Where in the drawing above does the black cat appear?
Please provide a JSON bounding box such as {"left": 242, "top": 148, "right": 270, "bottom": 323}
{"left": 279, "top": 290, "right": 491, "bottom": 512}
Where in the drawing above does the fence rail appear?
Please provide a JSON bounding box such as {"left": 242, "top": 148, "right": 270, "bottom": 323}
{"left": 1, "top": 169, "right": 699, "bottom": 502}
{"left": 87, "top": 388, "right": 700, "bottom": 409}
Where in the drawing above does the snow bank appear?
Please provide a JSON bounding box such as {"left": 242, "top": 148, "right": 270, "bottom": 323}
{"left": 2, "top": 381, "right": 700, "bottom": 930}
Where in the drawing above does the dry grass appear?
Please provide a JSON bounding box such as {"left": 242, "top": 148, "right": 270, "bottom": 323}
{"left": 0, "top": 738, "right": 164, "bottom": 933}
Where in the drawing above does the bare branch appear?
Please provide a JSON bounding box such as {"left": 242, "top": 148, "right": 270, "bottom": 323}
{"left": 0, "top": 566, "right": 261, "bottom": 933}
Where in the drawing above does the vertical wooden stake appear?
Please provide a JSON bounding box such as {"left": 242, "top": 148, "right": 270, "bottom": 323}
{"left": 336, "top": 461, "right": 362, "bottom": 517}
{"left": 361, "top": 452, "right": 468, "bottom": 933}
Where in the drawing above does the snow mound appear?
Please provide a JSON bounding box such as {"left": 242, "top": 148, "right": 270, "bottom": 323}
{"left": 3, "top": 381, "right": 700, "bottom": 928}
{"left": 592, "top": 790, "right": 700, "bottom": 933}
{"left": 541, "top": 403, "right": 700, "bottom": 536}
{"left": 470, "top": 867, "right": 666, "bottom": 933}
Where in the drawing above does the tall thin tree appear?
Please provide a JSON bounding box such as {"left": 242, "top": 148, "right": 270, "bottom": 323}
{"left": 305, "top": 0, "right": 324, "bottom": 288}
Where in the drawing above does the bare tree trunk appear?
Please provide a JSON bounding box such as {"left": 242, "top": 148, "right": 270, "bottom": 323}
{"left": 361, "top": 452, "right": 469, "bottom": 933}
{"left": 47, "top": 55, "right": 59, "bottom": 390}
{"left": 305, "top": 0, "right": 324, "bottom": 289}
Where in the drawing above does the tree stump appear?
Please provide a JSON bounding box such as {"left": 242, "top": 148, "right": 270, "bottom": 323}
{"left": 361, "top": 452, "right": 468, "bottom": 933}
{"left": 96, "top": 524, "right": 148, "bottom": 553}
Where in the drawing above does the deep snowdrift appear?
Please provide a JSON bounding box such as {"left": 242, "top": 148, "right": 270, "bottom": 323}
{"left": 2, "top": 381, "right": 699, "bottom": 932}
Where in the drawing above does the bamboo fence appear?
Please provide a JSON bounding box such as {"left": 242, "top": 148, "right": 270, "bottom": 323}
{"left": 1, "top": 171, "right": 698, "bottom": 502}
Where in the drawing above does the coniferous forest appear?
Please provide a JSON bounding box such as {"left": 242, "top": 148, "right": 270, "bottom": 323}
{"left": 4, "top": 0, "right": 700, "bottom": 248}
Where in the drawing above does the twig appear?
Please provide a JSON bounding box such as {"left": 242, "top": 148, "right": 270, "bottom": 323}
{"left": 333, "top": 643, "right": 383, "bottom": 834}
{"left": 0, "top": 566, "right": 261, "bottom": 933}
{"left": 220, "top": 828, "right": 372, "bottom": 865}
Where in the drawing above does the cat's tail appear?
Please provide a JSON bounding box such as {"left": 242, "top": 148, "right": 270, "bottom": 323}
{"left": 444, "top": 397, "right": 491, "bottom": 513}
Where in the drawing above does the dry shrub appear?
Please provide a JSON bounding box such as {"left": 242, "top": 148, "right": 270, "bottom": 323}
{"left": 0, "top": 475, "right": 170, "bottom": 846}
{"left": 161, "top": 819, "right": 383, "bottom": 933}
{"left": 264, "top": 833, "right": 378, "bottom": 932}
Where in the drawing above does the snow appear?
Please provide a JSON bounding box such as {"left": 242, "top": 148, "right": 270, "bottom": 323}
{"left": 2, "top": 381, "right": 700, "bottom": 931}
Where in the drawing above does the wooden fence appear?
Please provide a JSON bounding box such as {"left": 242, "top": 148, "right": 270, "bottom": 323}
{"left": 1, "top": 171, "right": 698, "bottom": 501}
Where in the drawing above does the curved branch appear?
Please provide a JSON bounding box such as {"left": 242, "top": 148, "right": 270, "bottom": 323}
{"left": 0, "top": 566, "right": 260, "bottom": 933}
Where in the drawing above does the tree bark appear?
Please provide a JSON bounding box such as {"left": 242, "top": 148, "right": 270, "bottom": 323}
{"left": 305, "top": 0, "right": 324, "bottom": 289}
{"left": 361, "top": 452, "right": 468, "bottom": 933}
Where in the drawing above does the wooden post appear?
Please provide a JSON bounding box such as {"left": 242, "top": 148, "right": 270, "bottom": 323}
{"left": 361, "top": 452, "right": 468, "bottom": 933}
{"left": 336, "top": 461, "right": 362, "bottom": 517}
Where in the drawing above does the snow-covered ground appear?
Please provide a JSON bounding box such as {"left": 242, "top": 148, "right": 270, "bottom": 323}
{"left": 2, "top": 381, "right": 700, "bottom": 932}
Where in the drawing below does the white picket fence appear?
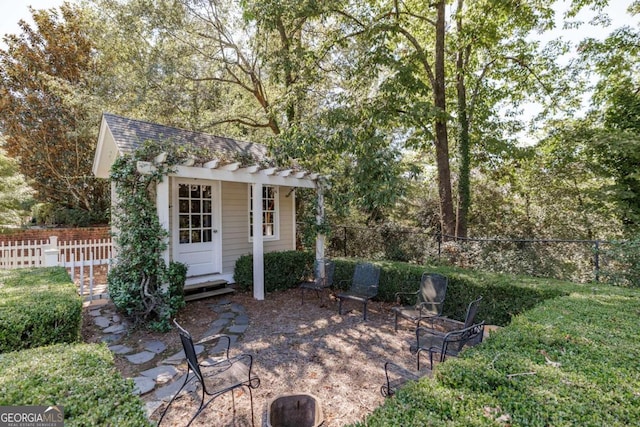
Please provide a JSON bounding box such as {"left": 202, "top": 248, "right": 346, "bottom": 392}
{"left": 0, "top": 235, "right": 112, "bottom": 301}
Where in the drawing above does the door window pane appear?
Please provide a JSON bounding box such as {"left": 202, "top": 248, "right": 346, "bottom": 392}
{"left": 178, "top": 184, "right": 214, "bottom": 244}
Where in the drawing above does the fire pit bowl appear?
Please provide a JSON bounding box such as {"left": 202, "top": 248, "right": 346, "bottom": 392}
{"left": 266, "top": 393, "right": 323, "bottom": 427}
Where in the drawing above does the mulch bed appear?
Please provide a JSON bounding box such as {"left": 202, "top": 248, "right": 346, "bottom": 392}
{"left": 84, "top": 288, "right": 431, "bottom": 426}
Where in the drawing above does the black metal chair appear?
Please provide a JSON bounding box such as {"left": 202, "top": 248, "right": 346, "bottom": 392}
{"left": 409, "top": 296, "right": 484, "bottom": 369}
{"left": 380, "top": 361, "right": 431, "bottom": 398}
{"left": 415, "top": 295, "right": 483, "bottom": 334}
{"left": 157, "top": 320, "right": 260, "bottom": 426}
{"left": 299, "top": 259, "right": 335, "bottom": 304}
{"left": 416, "top": 321, "right": 485, "bottom": 370}
{"left": 391, "top": 272, "right": 448, "bottom": 332}
{"left": 336, "top": 262, "right": 381, "bottom": 321}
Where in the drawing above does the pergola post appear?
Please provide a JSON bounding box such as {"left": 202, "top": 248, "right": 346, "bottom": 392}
{"left": 316, "top": 180, "right": 326, "bottom": 281}
{"left": 252, "top": 183, "right": 265, "bottom": 300}
{"left": 156, "top": 176, "right": 171, "bottom": 266}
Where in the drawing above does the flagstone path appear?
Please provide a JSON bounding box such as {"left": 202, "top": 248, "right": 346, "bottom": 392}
{"left": 86, "top": 298, "right": 249, "bottom": 418}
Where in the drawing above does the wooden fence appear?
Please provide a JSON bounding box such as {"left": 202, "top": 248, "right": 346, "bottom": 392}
{"left": 0, "top": 235, "right": 112, "bottom": 301}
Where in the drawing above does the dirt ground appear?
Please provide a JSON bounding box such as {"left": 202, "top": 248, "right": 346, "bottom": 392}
{"left": 83, "top": 289, "right": 429, "bottom": 427}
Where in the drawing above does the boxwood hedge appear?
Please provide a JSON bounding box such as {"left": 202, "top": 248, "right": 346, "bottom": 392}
{"left": 234, "top": 252, "right": 569, "bottom": 326}
{"left": 0, "top": 267, "right": 82, "bottom": 353}
{"left": 353, "top": 286, "right": 640, "bottom": 426}
{"left": 0, "top": 343, "right": 151, "bottom": 426}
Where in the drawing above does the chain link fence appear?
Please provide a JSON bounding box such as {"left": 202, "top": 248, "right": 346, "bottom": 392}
{"left": 297, "top": 224, "right": 614, "bottom": 284}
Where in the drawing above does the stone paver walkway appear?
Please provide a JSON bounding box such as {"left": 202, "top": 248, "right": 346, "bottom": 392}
{"left": 87, "top": 298, "right": 248, "bottom": 418}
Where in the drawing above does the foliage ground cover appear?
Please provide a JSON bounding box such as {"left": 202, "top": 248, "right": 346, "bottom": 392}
{"left": 353, "top": 285, "right": 640, "bottom": 426}
{"left": 0, "top": 343, "right": 151, "bottom": 426}
{"left": 0, "top": 267, "right": 82, "bottom": 353}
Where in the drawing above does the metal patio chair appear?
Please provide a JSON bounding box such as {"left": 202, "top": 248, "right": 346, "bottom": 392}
{"left": 336, "top": 262, "right": 381, "bottom": 321}
{"left": 157, "top": 320, "right": 260, "bottom": 426}
{"left": 391, "top": 272, "right": 448, "bottom": 332}
{"left": 420, "top": 295, "right": 483, "bottom": 331}
{"left": 410, "top": 296, "right": 484, "bottom": 370}
{"left": 299, "top": 259, "right": 335, "bottom": 304}
{"left": 415, "top": 321, "right": 485, "bottom": 370}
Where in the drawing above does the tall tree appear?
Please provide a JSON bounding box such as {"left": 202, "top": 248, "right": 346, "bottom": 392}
{"left": 0, "top": 142, "right": 34, "bottom": 226}
{"left": 330, "top": 1, "right": 566, "bottom": 237}
{"left": 93, "top": 0, "right": 337, "bottom": 138}
{"left": 0, "top": 2, "right": 108, "bottom": 221}
{"left": 579, "top": 19, "right": 640, "bottom": 233}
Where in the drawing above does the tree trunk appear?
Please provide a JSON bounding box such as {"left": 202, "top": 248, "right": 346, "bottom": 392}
{"left": 455, "top": 0, "right": 470, "bottom": 238}
{"left": 434, "top": 0, "right": 456, "bottom": 239}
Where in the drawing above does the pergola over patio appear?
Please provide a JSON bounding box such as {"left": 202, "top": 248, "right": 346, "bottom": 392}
{"left": 93, "top": 113, "right": 328, "bottom": 301}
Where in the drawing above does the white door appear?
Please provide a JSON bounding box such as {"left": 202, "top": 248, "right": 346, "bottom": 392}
{"left": 173, "top": 180, "right": 221, "bottom": 276}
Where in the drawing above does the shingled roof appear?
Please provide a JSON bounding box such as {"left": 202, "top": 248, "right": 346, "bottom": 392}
{"left": 102, "top": 113, "right": 268, "bottom": 160}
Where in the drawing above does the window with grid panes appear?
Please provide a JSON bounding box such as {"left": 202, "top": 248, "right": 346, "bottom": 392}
{"left": 178, "top": 184, "right": 213, "bottom": 244}
{"left": 249, "top": 185, "right": 278, "bottom": 239}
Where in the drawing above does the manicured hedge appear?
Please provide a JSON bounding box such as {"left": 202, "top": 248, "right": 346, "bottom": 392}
{"left": 353, "top": 286, "right": 640, "bottom": 426}
{"left": 234, "top": 252, "right": 569, "bottom": 326}
{"left": 234, "top": 250, "right": 315, "bottom": 292}
{"left": 0, "top": 268, "right": 82, "bottom": 353}
{"left": 0, "top": 343, "right": 152, "bottom": 426}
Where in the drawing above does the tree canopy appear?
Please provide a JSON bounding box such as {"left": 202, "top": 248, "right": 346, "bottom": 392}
{"left": 0, "top": 2, "right": 108, "bottom": 223}
{"left": 0, "top": 0, "right": 637, "bottom": 241}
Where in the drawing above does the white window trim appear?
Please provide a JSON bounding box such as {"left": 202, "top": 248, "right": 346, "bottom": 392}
{"left": 248, "top": 184, "right": 280, "bottom": 242}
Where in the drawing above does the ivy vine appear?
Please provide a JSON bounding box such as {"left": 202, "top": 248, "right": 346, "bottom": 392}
{"left": 107, "top": 140, "right": 194, "bottom": 331}
{"left": 107, "top": 138, "right": 287, "bottom": 330}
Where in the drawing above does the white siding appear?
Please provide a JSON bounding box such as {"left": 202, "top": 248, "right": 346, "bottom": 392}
{"left": 220, "top": 182, "right": 296, "bottom": 275}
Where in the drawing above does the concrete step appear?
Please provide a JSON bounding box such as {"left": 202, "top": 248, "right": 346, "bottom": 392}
{"left": 184, "top": 287, "right": 235, "bottom": 302}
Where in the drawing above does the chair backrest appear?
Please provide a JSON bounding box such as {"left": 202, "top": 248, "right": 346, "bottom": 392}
{"left": 351, "top": 262, "right": 380, "bottom": 297}
{"left": 417, "top": 272, "right": 448, "bottom": 315}
{"left": 314, "top": 259, "right": 335, "bottom": 288}
{"left": 463, "top": 296, "right": 483, "bottom": 328}
{"left": 441, "top": 321, "right": 485, "bottom": 357}
{"left": 174, "top": 319, "right": 204, "bottom": 385}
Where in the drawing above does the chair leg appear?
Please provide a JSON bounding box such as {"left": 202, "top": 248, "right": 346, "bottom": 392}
{"left": 248, "top": 385, "right": 255, "bottom": 427}
{"left": 157, "top": 372, "right": 192, "bottom": 426}
{"left": 338, "top": 298, "right": 343, "bottom": 315}
{"left": 363, "top": 301, "right": 368, "bottom": 321}
{"left": 394, "top": 312, "right": 399, "bottom": 332}
{"left": 186, "top": 385, "right": 208, "bottom": 427}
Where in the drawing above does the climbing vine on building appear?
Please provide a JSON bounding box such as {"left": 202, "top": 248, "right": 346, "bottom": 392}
{"left": 107, "top": 140, "right": 190, "bottom": 331}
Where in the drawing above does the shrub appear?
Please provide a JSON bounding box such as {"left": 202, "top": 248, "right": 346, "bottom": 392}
{"left": 30, "top": 203, "right": 107, "bottom": 227}
{"left": 234, "top": 251, "right": 315, "bottom": 292}
{"left": 354, "top": 287, "right": 640, "bottom": 426}
{"left": 600, "top": 237, "right": 640, "bottom": 286}
{"left": 234, "top": 252, "right": 568, "bottom": 326}
{"left": 0, "top": 343, "right": 151, "bottom": 426}
{"left": 0, "top": 268, "right": 81, "bottom": 353}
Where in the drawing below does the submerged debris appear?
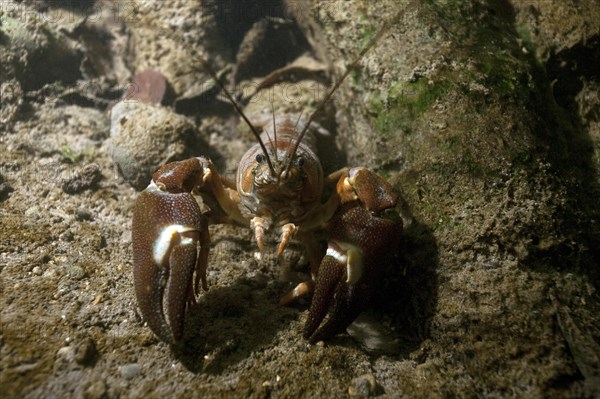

-------

WHAT YOU WILL DO: Look above for the line with "Where in the drawing above does the snow-covered", then give again exactly every line from there through the line with "Where in the drawing above does the mulch", skipping the pictures.

EXERCISE RESULT:
Where in the drawing above does the snow-covered ground appear?
Please provide a JSON bounding box such as {"left": 242, "top": 148, "right": 270, "bottom": 323}
{"left": 2, "top": 381, "right": 700, "bottom": 932}
Where in the drawing below does the white picket fence appear?
Please provide a JSON bounding box such as {"left": 202, "top": 248, "right": 346, "bottom": 392}
{"left": 0, "top": 235, "right": 112, "bottom": 301}
Where in the drawing above does the door window pane appear?
Please provide a JSON bounding box such as {"left": 202, "top": 248, "right": 346, "bottom": 392}
{"left": 178, "top": 184, "right": 214, "bottom": 244}
Where in the drawing above does the fire pit bowl appear?
Please provide a JSON bounding box such as {"left": 202, "top": 248, "right": 346, "bottom": 392}
{"left": 266, "top": 393, "right": 323, "bottom": 427}
Where in the drawing above does the mulch bed appear?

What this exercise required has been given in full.